» Problem
Scan the data below for lines holding the word "captured", and copy each line found.

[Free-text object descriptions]
* * * *

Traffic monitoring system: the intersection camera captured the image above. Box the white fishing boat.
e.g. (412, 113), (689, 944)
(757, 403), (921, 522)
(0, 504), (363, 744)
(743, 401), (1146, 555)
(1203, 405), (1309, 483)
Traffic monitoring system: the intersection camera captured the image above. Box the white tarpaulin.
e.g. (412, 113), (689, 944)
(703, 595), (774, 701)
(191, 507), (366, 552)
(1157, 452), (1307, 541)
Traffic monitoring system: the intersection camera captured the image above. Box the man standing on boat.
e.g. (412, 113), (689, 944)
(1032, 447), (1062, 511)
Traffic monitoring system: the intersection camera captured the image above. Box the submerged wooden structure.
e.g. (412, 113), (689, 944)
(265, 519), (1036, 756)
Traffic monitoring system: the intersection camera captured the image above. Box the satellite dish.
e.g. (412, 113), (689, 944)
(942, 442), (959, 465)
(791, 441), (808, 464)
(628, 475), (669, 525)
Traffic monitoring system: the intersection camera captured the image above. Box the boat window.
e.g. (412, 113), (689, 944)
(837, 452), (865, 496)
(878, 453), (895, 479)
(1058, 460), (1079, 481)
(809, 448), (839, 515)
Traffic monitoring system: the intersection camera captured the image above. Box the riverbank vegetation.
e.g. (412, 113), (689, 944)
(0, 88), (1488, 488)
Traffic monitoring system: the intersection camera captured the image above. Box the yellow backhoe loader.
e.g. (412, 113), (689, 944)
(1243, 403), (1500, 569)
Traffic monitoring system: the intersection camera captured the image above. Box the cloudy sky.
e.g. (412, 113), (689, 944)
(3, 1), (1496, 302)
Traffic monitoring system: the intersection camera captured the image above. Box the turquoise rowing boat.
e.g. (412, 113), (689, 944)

* * * *

» Your response
Traffic monitoring system: the intersection camera captured the image above. Box the white fishing boat.
Traffic monitoring system: the intersection camera captured the image above. Box the white tarpaulin.
Traffic monitoring system: the intersection camera captured the image above. Box the man standing on boat.
Traffic monitoring system: the intersection camera captured the image above. Box the submerged wooden structure.
Traffic monitoring system: the intersection camera captured the image above. Box the satellite dish.
Traffic monitoring system: the intersection camera captured the image above. Box the boat window.
Traffic monitoring system: the intersection camera captured the image above. Box the riverbank vegetation.
Traffic monitoring system: the intersection camera captured the image above. Box the yellow backhoe loader.
Traffic monitoring system: the intersection camera captured the image above. Box the cloudy sky.
Traffic monitoring system: the intersection camera captured the image above. Box the turquoise rowing boat.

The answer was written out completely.